- _Given exercise_
List every term in the introduction below that is followed by "i.e.", and pair each with the clarification that comes after it.

1 Introduction

The present work aims to investigate the emergent presence of physical order in an observed techno-economic complex system. Initially, two parallel methodologies are implemented with the respective objectives of (i) detecting group of agents that are likely to interact among themselves, and (ii) identifying the technological thematic subdomains that emerge under the initially considered technology, i.e. ‘photonics’. As described in the relevant literature regarding the conceptualization of the agent-artifact space [19,20,21], two elements have to be considered when analyzing evolutionary dynamics regarding innovation and technological developments. The first element is the presence of interactive meso-structures of agents, which in this work are investigated as communities of agents (i.e. groups) intensively interacting among themselves. The second element is the presence of different kinds of artifacts belonging to the same technological domain. These are investigated in this study as thematic topics (i.e. technological subdomains). From a methodological point of view, the first part of the analysis is developed based on a community detection over a multilayer network (MLN), while the second analysis is developed based on an unsupervised natural language processing method, namely topic modeling.

- _Dataset excerpts_
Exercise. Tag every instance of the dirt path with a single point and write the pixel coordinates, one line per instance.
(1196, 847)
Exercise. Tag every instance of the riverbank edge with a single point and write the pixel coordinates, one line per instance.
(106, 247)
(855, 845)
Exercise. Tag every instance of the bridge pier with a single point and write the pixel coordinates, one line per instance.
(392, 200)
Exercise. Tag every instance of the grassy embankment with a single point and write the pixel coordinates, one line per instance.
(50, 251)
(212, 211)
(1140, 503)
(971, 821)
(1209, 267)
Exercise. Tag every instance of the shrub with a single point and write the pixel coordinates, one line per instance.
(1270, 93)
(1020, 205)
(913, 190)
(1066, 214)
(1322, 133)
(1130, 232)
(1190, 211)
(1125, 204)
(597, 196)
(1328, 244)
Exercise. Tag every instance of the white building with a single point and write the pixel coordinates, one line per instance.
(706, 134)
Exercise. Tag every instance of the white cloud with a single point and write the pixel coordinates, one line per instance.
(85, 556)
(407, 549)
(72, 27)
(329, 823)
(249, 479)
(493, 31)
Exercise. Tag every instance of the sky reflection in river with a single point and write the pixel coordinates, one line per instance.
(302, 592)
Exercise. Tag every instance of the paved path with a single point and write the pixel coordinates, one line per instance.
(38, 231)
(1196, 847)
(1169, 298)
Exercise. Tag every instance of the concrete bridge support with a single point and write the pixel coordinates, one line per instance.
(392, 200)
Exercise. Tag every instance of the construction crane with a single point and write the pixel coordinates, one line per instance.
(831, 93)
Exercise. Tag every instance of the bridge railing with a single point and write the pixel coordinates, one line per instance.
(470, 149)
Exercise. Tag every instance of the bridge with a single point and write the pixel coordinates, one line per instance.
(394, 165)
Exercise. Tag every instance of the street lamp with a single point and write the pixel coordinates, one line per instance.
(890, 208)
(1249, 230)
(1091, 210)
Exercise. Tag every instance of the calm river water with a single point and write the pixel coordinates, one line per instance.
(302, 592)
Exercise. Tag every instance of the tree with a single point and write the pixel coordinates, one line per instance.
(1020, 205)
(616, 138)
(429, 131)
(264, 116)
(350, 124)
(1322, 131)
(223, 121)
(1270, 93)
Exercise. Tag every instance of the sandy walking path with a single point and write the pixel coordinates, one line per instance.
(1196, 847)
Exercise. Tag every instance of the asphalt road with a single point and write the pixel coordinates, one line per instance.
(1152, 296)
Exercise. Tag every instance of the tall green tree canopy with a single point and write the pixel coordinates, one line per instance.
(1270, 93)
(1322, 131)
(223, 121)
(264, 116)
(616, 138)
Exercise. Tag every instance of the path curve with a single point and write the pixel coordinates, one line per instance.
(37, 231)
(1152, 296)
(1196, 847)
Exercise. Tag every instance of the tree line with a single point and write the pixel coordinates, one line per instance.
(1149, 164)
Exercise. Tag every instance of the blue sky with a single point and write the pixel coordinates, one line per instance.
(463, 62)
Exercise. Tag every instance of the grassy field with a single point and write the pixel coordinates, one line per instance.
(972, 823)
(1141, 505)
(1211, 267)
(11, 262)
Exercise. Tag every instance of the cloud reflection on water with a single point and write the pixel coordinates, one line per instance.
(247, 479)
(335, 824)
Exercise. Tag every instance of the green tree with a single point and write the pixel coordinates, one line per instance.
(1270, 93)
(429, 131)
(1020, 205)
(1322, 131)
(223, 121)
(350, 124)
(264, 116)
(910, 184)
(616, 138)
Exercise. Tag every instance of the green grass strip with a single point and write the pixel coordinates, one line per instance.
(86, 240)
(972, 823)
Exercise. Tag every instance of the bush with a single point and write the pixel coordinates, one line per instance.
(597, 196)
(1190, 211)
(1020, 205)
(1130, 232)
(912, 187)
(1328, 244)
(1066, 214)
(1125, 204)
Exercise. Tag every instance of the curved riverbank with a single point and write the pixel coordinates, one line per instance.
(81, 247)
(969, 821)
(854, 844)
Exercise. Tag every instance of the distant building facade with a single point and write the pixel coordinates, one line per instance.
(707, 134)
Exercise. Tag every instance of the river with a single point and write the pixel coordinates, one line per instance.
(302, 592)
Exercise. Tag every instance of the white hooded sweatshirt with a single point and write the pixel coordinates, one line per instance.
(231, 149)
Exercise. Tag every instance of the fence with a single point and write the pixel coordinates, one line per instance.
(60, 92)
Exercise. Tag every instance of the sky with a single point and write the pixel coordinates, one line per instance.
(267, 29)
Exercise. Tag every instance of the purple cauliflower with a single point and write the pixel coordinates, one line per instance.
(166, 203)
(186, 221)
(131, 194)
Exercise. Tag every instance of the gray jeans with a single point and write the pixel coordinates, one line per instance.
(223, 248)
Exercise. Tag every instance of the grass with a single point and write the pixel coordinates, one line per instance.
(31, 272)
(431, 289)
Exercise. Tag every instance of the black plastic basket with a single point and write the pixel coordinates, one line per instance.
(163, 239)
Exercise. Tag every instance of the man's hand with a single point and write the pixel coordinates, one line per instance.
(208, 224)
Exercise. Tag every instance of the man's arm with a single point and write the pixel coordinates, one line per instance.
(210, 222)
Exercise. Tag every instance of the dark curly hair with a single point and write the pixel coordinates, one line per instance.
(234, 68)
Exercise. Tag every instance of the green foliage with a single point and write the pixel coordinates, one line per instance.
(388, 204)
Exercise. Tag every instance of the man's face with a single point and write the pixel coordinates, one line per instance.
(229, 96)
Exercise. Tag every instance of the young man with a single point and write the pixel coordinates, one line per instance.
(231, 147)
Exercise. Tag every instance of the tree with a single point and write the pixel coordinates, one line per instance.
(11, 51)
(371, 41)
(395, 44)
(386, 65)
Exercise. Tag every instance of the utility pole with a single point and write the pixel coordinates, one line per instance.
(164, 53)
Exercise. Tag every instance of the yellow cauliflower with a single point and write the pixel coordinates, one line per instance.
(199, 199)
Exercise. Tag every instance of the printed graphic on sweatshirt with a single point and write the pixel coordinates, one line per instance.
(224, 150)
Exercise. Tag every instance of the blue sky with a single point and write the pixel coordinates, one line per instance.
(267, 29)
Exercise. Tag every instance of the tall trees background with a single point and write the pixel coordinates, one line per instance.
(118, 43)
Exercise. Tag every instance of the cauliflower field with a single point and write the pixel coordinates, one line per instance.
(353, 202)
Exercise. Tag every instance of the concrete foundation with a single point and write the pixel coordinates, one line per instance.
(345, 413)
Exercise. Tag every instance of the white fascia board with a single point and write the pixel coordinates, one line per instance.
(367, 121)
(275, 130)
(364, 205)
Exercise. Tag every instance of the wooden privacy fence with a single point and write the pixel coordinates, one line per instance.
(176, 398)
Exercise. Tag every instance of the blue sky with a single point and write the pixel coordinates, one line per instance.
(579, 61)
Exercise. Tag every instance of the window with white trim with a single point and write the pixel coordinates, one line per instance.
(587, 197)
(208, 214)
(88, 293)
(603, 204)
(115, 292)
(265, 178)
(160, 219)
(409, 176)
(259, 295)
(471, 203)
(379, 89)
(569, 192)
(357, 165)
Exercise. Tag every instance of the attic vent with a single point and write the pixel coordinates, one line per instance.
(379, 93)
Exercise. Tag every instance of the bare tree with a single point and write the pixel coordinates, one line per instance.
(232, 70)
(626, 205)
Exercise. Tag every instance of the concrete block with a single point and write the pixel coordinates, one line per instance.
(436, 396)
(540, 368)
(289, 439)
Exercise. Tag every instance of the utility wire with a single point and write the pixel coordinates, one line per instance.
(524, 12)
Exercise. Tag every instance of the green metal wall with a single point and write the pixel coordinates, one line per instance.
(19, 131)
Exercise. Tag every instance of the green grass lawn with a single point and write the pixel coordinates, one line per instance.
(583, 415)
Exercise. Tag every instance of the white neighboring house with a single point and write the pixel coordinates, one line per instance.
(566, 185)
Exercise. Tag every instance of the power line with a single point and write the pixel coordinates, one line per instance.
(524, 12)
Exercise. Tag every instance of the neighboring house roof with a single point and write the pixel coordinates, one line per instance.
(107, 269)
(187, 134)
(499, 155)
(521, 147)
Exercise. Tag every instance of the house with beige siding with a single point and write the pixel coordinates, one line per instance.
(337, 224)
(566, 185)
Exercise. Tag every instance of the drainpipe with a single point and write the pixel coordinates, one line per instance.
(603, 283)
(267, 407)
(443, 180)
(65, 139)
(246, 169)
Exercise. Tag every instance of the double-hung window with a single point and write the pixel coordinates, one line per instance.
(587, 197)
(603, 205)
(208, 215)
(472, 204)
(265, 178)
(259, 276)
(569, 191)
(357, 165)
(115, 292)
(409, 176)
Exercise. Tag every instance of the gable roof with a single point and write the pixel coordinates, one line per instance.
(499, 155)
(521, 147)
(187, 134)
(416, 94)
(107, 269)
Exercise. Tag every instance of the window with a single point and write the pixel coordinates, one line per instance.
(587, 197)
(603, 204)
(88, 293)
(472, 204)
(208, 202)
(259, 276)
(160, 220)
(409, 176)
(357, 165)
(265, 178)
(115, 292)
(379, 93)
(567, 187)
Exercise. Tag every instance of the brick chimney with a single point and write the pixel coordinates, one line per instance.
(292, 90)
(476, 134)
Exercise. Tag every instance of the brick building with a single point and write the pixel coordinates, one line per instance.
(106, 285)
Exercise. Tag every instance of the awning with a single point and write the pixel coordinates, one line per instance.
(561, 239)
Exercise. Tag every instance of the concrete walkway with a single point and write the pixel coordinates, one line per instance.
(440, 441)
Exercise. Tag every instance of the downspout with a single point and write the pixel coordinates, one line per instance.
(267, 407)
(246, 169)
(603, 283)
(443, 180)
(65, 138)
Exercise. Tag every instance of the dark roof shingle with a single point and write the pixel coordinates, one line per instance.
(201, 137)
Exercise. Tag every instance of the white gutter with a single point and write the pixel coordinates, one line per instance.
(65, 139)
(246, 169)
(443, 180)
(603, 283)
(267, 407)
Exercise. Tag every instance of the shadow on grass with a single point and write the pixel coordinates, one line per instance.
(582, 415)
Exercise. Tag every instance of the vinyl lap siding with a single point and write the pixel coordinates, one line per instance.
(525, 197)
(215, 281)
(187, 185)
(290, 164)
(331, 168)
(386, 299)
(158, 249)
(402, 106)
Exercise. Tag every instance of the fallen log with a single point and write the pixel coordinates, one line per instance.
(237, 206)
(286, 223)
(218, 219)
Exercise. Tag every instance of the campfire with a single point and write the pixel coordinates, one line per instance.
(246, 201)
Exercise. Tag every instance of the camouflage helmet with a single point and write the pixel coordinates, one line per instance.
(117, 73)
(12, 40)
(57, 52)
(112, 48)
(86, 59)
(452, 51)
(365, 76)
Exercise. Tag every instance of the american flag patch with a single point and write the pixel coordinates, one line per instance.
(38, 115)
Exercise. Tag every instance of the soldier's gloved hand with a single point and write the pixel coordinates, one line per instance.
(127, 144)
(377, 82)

- _Final answer_
- the initially considered technology: "photonics"
- communities of agents: groups
- thematic topics: technological subdomains